===== Text block

FEDERAL COURT OF AUSTRALIA

Re: BONI JOHN VELI
Ex parte: A.E. DEVELOPMENTS PTY. LTD.
And: DAVID HENRY SCOTT AS TRUSTEE FOR BONI JOHN VELI AND SANDRA VELI
No. 576 of 1985
Bankruptcy

COURT

IN THE FEDERAL COURT OF AUSTRALIA
VICTORIA DISTRICT REGISTRY
BANKRUPTCY DISTRICT OF THE STATE OF VICTORIA
Ryan J.(1)

CATCHWORDS

Bankruptcy - money advanced to bankrupt for specific purpose - nature of relationship between person advancing money and bankrupt - whether property divisible amongst creditors or property held in trust for another - title and liability of trustee in bankruptcy - circumstances where knowledge of trustee in bankruptcy of specific purpose with which money is impressed is relevant - result where primary trust fails - Bankruptcy Act 1966; ss. 58, 116 - Kieran v Johnson [1815] EngR 1132; (1815) 1 Stark 109; 171 ER 417 explained.

Bankruptcy Act 1966, ss. 58, 116

HEARING

MELBOURNE
25:2:1988

ORDER

As between the applicant, A.E. Developments Pty. Ltd. and the Trustee, David H. Scott, the sum of $20,000 paid on 19 May 1987 to the credit of the account of Boni John Veli at the Bentleigh branch of the National Australia Bank is not property divisible amongst the creditors of the bankrupt.

So much of the sum as is now in the hands of the said Trustee be paid to the said applicant.

Note: Settlement and entry of orders is dealt with by Bankruptcy Rule 124.

DECISION

By its application dated 3 July 1987, A.E. Developments Pty. Ltd. ("the applicant") seeks declarations and consequential orders in respect of a sum of $20,000, most of which is now held by Mr. David Scott, ("the Trustee"), as trustee of the bankrupt estates of Mr. and Mrs. Boni Veli, who both became bankrupt on 20 August 1985.

2. On 14 May 1987 the applicant drew a cheque in favour of Mr. Veli for $20,000. Mr. Veli caused the proceeds of that cheque to be collected and credited to an account standing in his name at the Bentleigh branch of the National Australia Bank Ltd ("the National Bank").

==========
===== Given information

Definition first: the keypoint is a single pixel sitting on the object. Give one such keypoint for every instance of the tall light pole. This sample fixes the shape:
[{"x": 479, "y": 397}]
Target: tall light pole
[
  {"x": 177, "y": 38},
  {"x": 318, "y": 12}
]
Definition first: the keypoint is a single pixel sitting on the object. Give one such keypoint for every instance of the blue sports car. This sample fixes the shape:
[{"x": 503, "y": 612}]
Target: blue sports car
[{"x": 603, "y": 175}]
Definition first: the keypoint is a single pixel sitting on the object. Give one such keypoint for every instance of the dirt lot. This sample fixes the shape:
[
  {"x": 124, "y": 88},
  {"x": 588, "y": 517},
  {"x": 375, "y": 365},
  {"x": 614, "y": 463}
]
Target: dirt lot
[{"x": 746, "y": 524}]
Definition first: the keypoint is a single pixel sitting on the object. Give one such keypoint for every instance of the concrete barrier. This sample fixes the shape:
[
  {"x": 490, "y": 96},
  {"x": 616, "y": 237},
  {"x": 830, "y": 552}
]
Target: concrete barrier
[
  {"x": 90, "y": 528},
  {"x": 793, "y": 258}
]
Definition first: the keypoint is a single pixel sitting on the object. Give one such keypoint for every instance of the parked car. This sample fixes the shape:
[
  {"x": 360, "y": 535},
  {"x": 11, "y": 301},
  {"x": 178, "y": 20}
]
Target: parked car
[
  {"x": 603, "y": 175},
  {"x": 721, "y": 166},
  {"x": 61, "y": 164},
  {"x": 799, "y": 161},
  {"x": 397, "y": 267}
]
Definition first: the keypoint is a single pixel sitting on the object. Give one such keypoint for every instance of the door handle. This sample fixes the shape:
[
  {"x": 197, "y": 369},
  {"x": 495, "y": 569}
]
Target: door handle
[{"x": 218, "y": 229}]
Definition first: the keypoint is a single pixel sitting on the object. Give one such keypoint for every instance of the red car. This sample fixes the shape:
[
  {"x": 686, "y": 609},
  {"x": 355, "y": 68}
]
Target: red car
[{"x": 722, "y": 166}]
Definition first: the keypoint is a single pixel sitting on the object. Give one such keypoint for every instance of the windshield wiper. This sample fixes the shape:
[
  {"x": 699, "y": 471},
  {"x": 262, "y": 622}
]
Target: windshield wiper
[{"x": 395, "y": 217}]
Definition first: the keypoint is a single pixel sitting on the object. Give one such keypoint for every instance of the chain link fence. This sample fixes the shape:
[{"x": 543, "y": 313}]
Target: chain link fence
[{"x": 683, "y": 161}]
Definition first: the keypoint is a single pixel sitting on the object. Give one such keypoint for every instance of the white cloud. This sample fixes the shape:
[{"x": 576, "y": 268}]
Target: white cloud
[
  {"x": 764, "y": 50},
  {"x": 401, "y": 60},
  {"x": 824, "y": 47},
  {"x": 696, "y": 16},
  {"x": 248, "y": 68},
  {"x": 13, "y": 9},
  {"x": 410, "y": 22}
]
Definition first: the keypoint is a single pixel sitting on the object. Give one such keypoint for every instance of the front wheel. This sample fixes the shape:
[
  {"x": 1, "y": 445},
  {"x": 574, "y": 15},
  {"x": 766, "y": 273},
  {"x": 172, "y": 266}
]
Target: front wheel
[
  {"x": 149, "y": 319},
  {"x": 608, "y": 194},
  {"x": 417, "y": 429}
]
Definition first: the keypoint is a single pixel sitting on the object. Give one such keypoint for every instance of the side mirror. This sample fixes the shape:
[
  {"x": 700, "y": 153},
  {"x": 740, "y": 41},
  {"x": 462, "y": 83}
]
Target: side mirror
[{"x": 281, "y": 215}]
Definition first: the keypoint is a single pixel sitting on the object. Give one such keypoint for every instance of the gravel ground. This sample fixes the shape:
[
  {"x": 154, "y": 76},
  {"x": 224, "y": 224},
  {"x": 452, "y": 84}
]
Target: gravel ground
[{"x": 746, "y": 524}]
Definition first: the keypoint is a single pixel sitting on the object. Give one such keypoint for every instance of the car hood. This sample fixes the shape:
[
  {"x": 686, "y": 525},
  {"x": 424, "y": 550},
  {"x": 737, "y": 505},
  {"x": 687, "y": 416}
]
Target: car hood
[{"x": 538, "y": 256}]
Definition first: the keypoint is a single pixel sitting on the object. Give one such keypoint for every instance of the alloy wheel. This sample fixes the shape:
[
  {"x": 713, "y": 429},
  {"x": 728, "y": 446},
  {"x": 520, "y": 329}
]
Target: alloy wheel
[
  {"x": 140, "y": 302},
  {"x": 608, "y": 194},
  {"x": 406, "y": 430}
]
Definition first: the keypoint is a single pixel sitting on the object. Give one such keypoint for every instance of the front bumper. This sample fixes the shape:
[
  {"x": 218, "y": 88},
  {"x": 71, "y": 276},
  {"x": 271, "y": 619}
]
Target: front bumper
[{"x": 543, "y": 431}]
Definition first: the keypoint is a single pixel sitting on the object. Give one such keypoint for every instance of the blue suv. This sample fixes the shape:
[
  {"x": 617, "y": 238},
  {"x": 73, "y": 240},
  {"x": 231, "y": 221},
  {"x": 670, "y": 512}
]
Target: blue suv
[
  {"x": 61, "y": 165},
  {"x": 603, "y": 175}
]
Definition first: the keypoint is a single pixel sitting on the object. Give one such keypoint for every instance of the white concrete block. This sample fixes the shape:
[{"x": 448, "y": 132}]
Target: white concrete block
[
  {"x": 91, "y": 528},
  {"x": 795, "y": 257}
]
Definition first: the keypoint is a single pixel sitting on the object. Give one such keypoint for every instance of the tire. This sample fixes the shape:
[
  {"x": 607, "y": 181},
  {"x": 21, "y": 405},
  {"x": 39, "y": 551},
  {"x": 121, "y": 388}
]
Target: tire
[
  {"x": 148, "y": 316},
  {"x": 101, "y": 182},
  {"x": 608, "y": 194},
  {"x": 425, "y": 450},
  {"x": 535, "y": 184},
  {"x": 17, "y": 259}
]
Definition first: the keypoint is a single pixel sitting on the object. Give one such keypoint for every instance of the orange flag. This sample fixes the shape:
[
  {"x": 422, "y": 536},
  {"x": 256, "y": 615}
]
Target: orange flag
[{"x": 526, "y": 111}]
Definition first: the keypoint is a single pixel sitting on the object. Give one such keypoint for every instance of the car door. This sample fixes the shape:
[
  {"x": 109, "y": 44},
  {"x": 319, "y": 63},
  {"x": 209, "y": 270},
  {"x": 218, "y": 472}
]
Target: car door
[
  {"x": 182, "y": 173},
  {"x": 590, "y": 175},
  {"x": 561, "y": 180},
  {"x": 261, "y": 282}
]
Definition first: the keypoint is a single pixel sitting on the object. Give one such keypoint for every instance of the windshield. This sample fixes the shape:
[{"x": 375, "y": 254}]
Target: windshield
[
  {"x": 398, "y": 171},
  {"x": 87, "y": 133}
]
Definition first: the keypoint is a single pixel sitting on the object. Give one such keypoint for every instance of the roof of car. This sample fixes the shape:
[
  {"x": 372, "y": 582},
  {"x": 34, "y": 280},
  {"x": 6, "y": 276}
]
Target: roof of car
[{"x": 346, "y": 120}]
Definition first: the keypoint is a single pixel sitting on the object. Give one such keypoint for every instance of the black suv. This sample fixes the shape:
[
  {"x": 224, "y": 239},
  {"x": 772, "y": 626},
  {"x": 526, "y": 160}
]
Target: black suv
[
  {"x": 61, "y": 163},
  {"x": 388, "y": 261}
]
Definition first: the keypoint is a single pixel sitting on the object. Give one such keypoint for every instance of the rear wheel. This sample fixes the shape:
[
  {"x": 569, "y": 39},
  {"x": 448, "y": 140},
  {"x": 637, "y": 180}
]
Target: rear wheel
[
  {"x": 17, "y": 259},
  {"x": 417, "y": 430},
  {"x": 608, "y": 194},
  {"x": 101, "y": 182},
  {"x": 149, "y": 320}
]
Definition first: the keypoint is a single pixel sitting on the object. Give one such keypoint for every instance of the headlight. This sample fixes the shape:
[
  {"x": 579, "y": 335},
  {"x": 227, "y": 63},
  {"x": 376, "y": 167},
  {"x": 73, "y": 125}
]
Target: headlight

==========
===== Given information

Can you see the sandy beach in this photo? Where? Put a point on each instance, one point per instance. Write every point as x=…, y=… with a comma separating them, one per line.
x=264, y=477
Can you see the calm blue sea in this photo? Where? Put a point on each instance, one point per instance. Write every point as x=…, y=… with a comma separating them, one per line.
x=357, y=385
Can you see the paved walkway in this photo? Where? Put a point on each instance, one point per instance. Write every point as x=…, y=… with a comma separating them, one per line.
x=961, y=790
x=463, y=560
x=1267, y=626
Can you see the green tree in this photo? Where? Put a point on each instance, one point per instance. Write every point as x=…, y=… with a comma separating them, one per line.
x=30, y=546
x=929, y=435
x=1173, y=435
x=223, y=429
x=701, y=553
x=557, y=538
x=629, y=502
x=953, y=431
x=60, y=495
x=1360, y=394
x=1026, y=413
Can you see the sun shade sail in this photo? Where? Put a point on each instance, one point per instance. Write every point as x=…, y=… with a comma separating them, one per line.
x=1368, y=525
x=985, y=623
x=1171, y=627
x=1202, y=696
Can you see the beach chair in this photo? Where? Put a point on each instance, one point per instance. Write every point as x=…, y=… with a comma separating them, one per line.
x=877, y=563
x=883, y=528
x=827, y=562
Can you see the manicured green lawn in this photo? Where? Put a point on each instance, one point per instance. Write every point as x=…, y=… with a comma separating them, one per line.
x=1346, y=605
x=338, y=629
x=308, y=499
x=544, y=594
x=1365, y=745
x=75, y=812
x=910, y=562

==========

> **The exercise**:
Please transcribe the passage of the bankruptcy decision above, beginning at the words "Bankruptcy Act 1966, ss." and stopping after "Bankruptcy Rule 124.".

> **Output**:
Bankruptcy Act 1966, ss. 58, 116

HEARING

MELBOURNE
25:2:1988

ORDER

As between the applicant, A.E. Developments Pty. Ltd. and the Trustee, David H. Scott, the sum of $20,000 paid on 19 May 1987 to the credit of the account of Boni John Veli at the Bentleigh branch of the National Australia Bank is not property divisible amongst the creditors of the bankrupt.

So much of the sum as is now in the hands of the said Trustee be paid to the said applicant.

Note: Settlement and entry of orders is dealt with by Bankruptcy Rule 124.